→ **Exercises**
a: In the contempt ruling, write out the part that opens with "I will now consider" and closes with "order No 5.", substituting "damages" for "compensation".
b: According to the contempt ruling, by what date was the plaintiff's property to be returned under order No 5?

8. Contempt of court is a criminal matter and the plaintiff must prove the existence of the three elements beyond reasonable doubt. Mr Asivo, for the plaintiff, submitted that because the contemnors were being charged with a disobedience type of contempt the evidentiary burden of proof has shifted to them. I have difficulty with that submission. The legal burden of proving the elements remains at all times with the plaintiff and it is not correct to begin the analysis of the evidence with a blanket proposition that the evidentiary burden of proof rests with the contemnors. Each contemnor must be treated separately. If one element is not proven against a contemnor, that contemnor will be not guilty. If all elements are proven against any contemnor he will be guilty and I will hear the parties on the question of punishment (Ross Bishop and Others v Bishop Bros Engineering Pty Ltd and Others [1988-89] PNGLR 533; The State v Foxy Kia Tala, Re Detective Constable Corney Winjan [1995] PNGLR 303; Peter Luga v Richard Sikani and The State (2002) N2286; Ome Ome Forests Ltd v Ray Cheong (2002) N2289; Richard Sikani v The State and Peter Luga (2003) SC807; Newsat Ltd v Telikom PNG Ltd, ICCC and The State (2007) N3447, Martin Kenehe v Michael Pearson (2009) N3763).


I will now consider the three elements of the offence.


FIRST ELEMENT: WERE THE ORDERS OF 25 JUNE 2012 CLEAR AND UNAMBIGUOUS?


9. I uphold the argument of various contemnors that order No 5 was ambiguous in that it did not state which of the defendants were to pay compensation in the event that the plaintiff's property was not returned by the specified date, 31 July 2012. Nor did it state the amount of compensation or by when it was to be paid. None of the contemnors can be found guilty of contempt in respect of order No 5.

→ **Data shown**
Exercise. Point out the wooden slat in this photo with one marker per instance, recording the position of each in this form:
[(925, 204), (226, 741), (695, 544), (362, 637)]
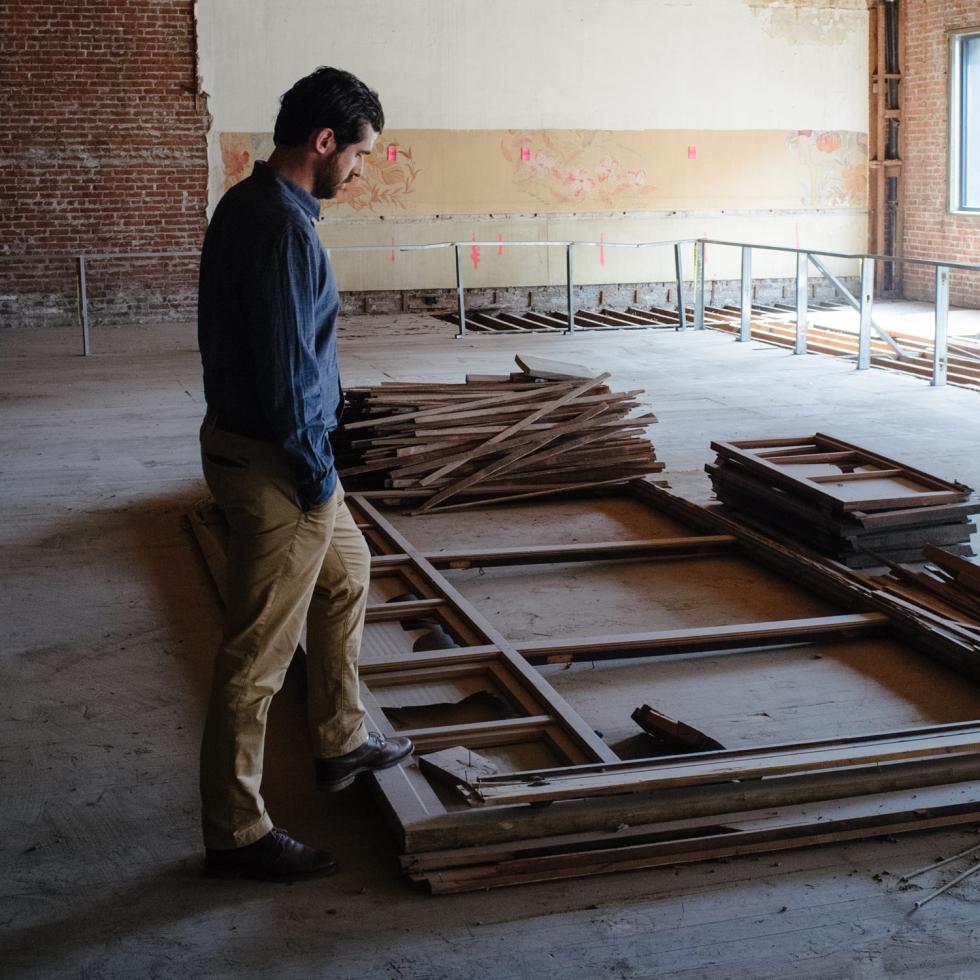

→ **Solutions for each task**
a:
I will now consider the three elements of the offence.


FIRST ELEMENT: WERE THE ORDERS OF 25 JUNE 2012 CLEAR AND UNAMBIGUOUS?


9. I uphold the argument of various contemnors that order No 5 was ambiguous in that it did not state which of the defendants were to pay damages in the event that the plaintiff's property was not returned by the specified date, 31 July 2012. Nor did it state the amount of damages or by when it was to be paid. None of the contemnors can be found guilty of contempt in respect of order No 5.

b: 31 July 2012